Given request
Can you rescale the records from the line containing "Verification task — confirm whether the feather" through the end of the records, inclusive, and give only those lines, requests included, with every bounding-box coordinate in the answers multiplied by 2.55 and rounded to whole numbers, halves up? Leave the numbers in the requests unchanged and omit the pictures.
----------
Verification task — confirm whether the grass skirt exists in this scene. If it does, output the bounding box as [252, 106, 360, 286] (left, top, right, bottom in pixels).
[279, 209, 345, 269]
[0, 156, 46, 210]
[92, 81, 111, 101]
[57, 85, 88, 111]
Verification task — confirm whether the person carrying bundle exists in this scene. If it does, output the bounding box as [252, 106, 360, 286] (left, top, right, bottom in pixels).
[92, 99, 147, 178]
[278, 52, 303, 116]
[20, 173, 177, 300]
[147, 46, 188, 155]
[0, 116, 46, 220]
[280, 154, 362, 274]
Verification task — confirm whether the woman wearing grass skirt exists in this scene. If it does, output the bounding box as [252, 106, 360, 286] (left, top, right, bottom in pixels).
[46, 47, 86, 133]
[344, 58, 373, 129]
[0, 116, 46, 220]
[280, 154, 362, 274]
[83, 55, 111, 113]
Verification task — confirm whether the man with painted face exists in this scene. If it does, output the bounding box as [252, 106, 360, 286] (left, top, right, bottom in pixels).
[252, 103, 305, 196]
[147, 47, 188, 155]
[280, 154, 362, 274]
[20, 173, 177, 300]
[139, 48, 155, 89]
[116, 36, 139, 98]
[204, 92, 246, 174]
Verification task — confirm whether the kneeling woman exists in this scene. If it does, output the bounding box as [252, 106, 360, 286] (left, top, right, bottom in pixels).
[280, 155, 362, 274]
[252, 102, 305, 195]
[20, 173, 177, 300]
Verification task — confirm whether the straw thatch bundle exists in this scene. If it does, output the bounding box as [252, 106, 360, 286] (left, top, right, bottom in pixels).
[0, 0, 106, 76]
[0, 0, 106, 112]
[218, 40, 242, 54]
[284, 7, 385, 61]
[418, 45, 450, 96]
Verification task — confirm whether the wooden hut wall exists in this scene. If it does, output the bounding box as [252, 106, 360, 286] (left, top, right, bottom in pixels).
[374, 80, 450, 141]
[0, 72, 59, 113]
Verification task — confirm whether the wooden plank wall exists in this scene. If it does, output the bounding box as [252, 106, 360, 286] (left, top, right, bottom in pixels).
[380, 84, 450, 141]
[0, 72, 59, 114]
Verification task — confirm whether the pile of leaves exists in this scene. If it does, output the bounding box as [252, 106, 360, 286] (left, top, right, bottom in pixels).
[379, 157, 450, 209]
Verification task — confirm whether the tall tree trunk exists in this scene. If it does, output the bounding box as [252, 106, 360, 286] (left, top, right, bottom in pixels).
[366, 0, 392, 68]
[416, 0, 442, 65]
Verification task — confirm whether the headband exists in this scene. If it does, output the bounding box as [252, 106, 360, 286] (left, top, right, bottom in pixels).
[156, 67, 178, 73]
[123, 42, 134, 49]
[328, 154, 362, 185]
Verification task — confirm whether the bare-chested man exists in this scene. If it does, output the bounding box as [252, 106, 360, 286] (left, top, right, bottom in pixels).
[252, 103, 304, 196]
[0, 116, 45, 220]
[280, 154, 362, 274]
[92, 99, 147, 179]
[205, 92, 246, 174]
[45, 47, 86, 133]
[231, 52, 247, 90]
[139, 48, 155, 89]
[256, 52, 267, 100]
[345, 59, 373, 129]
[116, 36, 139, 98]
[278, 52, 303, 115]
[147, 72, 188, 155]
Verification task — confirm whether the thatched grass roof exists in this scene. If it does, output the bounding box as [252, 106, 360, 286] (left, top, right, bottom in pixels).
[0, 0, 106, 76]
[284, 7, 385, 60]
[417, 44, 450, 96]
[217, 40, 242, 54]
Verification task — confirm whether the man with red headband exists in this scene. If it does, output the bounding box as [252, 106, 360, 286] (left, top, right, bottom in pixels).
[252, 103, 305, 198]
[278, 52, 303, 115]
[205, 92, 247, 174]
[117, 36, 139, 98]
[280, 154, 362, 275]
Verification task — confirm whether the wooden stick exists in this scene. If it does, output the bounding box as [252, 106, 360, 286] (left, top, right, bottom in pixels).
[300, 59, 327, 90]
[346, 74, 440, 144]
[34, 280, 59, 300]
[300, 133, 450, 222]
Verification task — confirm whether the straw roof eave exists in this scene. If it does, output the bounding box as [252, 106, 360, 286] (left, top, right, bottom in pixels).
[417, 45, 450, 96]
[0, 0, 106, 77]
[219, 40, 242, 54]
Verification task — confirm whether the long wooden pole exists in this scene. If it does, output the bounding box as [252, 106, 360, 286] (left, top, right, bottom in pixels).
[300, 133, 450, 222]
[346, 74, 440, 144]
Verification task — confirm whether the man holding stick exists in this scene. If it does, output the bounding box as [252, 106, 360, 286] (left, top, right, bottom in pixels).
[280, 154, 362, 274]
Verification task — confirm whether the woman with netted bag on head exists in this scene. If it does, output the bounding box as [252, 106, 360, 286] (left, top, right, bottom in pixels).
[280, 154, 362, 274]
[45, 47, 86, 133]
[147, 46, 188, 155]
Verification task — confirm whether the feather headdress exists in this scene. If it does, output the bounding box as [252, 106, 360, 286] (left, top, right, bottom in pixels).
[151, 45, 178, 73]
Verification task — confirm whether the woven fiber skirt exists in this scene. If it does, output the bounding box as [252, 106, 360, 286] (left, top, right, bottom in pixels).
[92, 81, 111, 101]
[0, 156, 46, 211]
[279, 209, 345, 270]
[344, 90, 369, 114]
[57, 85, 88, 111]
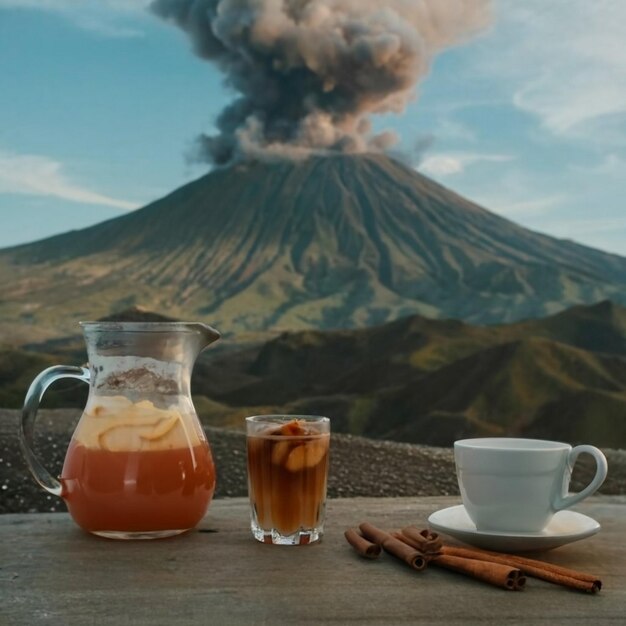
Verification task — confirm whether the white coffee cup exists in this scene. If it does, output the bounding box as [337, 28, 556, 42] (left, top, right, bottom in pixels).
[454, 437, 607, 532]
----------
Result for this exercise
Verification task — confirm whether the feather headdress exists in this scene. If it does, output the bounding box as [252, 106, 360, 286] (left, top, right, bottom in pixels).
[385, 115, 454, 186]
Verification task — confirm whether the woven fiber skirt exists in this scene. If it does, output the bounding box as [252, 106, 360, 286] (left, top, right, bottom in pixels).
[235, 207, 283, 258]
[0, 398, 117, 538]
[711, 533, 880, 689]
[877, 230, 941, 291]
[145, 217, 224, 283]
Verification task — confirm whether the white coffee cup exists in this scene. If it does, output the bounding box as [337, 28, 556, 42] (left, top, right, bottom in pixels).
[1158, 1114, 1548, 1357]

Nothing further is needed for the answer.